- _Your goal_
What is needed is an exact repeat of the lines from the line containing "Mark the region of each instance of the **overcast" through the final line of the entries below, and nothing else.

- _Dataset records_
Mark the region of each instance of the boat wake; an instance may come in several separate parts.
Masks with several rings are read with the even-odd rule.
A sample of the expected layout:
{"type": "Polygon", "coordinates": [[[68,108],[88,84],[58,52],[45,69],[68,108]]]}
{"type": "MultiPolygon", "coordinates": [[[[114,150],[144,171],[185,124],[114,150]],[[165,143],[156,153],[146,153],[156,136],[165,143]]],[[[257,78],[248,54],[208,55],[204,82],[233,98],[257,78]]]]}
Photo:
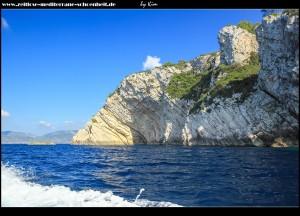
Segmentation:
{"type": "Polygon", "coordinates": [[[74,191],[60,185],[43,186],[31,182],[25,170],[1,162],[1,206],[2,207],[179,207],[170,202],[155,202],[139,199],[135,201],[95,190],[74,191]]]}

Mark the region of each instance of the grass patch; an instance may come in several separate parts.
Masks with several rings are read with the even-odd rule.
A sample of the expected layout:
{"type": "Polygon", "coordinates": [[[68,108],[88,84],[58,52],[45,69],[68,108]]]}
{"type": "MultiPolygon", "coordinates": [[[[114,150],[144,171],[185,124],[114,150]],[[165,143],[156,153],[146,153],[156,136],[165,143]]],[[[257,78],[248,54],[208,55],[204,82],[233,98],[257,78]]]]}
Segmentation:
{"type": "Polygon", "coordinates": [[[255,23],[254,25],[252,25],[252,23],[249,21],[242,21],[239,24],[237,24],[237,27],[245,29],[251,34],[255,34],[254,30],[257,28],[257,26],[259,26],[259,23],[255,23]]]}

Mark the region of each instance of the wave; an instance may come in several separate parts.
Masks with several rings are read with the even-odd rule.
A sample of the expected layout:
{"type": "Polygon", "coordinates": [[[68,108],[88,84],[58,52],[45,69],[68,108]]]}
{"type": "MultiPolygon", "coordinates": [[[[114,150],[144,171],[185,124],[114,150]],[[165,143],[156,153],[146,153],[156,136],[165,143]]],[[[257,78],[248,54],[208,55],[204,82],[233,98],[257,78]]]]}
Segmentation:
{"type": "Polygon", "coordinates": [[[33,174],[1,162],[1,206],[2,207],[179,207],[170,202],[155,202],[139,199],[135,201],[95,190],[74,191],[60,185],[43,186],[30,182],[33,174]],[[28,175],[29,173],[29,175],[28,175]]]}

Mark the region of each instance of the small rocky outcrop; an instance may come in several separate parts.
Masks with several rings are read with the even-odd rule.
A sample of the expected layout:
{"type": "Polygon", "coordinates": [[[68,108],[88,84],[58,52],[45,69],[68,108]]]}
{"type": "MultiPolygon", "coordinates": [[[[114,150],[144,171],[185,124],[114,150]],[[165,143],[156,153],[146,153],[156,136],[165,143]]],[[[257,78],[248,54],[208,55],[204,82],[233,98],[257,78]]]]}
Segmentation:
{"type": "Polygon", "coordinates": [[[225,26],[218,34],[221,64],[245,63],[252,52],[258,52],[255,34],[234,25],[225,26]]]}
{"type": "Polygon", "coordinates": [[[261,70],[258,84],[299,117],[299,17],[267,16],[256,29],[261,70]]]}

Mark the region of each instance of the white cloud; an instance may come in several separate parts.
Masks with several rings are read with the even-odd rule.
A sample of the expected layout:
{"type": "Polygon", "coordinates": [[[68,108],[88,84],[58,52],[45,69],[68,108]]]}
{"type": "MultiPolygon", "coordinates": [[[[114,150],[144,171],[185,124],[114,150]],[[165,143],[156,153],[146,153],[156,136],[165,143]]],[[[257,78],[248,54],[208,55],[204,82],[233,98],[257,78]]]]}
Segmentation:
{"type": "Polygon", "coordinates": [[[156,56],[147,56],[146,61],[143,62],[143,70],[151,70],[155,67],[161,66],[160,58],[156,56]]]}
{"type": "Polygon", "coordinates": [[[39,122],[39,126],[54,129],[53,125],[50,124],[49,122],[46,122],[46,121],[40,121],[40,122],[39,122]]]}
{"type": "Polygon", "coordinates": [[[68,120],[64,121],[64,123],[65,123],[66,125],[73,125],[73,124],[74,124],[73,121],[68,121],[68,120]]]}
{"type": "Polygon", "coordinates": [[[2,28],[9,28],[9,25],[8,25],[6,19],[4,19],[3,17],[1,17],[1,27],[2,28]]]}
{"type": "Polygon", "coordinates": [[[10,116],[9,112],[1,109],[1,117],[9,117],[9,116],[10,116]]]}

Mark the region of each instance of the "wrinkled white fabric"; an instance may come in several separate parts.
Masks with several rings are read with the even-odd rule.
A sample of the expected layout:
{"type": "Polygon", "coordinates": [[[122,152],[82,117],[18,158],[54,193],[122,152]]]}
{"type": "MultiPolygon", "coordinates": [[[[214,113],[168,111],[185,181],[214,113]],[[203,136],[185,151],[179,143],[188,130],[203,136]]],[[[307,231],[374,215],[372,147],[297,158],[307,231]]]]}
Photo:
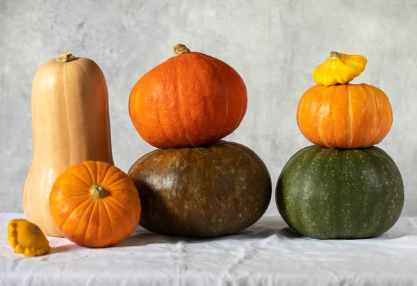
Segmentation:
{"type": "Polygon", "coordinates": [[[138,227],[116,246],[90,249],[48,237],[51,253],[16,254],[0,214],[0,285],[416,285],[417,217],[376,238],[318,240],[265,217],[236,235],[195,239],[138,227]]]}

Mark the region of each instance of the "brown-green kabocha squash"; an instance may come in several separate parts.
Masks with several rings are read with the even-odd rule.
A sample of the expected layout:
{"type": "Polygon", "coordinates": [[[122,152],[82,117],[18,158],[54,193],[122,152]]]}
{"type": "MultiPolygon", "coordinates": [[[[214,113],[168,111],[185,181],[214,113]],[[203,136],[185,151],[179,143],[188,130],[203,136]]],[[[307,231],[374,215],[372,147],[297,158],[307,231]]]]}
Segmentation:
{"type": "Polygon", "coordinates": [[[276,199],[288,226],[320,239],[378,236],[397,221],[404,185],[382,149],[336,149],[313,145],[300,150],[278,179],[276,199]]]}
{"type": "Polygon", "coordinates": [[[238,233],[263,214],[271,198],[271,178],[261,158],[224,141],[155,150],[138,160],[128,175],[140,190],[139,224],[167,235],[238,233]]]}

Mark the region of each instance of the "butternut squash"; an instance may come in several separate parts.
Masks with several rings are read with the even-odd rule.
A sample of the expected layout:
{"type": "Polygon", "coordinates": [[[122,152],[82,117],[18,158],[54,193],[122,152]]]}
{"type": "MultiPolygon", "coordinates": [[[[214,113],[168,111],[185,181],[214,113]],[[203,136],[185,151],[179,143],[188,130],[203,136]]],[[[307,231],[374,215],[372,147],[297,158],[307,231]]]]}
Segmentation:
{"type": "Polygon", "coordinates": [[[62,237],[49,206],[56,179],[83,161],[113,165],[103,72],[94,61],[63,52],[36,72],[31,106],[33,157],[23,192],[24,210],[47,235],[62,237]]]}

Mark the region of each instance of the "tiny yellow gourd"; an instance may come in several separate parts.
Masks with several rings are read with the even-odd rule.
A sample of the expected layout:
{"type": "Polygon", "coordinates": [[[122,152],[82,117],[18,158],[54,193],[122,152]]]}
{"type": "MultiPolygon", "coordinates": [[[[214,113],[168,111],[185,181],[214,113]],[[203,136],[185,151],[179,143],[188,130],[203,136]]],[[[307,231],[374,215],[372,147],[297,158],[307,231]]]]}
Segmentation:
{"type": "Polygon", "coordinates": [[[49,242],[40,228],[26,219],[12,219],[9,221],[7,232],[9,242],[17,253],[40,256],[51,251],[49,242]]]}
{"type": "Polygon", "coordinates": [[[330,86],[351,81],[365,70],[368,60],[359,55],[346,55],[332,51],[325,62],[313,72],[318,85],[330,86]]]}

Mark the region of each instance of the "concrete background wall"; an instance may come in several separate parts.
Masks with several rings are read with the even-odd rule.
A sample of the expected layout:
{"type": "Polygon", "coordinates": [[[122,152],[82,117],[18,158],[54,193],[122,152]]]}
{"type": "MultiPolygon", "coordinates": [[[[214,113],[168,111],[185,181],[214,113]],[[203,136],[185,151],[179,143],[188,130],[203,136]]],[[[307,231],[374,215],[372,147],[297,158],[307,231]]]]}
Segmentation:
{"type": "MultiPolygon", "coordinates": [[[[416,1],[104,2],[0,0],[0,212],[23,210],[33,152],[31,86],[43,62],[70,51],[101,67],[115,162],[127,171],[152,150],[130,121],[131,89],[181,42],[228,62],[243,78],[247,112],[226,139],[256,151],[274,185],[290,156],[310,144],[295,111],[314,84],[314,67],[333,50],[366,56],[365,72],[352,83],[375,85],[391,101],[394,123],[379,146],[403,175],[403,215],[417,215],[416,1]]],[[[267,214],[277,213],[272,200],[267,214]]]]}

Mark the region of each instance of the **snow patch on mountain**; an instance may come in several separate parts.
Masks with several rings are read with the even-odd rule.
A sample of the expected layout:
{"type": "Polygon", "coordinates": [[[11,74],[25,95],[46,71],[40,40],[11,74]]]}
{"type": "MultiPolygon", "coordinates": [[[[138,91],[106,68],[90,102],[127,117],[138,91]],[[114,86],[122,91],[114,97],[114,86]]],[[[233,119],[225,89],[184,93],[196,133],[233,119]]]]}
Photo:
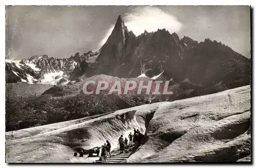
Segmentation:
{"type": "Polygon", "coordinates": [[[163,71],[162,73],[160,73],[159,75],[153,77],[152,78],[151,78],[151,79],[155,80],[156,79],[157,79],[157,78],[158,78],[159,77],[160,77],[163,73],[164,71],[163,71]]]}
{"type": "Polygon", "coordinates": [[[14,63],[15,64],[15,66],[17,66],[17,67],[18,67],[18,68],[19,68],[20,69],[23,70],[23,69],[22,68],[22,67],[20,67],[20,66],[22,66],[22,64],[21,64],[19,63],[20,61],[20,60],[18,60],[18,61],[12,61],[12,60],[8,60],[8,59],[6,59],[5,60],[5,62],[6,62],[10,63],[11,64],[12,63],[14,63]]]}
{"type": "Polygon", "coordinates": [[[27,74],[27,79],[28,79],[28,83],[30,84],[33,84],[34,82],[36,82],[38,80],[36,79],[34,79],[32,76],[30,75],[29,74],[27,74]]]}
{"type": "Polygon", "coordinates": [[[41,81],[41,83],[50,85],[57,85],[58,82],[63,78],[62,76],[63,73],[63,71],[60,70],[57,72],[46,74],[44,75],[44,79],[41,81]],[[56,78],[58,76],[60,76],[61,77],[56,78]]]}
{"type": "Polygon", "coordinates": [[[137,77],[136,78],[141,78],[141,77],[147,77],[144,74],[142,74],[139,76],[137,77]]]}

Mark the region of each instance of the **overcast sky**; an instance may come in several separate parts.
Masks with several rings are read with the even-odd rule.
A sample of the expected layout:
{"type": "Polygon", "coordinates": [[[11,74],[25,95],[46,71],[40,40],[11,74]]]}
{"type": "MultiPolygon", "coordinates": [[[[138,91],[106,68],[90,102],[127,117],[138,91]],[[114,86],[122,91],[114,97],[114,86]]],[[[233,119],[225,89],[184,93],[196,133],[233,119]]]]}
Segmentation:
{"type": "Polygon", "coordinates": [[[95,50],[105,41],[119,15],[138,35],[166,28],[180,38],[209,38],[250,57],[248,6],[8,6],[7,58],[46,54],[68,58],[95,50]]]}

- _Finished exercise_
Mark the region of each instance of the **overcast sky**; an instance may come in several separate parts.
Masks with several rings are read with the even-odd rule.
A sample of the expected layout:
{"type": "Polygon", "coordinates": [[[11,74],[25,95],[46,71],[40,40],[11,74]]]}
{"type": "MultiPolygon", "coordinates": [[[[138,91],[106,68],[90,102],[127,117],[138,91]],[[114,86],[122,91],[114,97],[114,86]]],[[[233,119],[225,89],[184,93],[196,133],[233,119]]]]}
Segmentation:
{"type": "Polygon", "coordinates": [[[95,50],[105,41],[119,15],[138,35],[166,28],[180,38],[209,38],[250,57],[248,6],[8,6],[7,58],[46,54],[68,58],[95,50]]]}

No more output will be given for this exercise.